Write out every line of the listing below word for word, with nothing changed.
+--
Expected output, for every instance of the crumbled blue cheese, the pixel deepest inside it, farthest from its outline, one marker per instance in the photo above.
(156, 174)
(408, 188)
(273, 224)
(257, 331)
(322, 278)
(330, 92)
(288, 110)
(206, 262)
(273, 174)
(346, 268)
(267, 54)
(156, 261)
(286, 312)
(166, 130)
+--
FULL ANSWER:
Expected output, for every instance of the crumbled blue cheese, the pixel deepest inside it, farthest from its outline, one marker per instance in the photo above.
(156, 174)
(408, 188)
(273, 224)
(257, 331)
(322, 278)
(330, 92)
(288, 110)
(206, 262)
(273, 174)
(346, 268)
(267, 54)
(156, 261)
(286, 312)
(166, 130)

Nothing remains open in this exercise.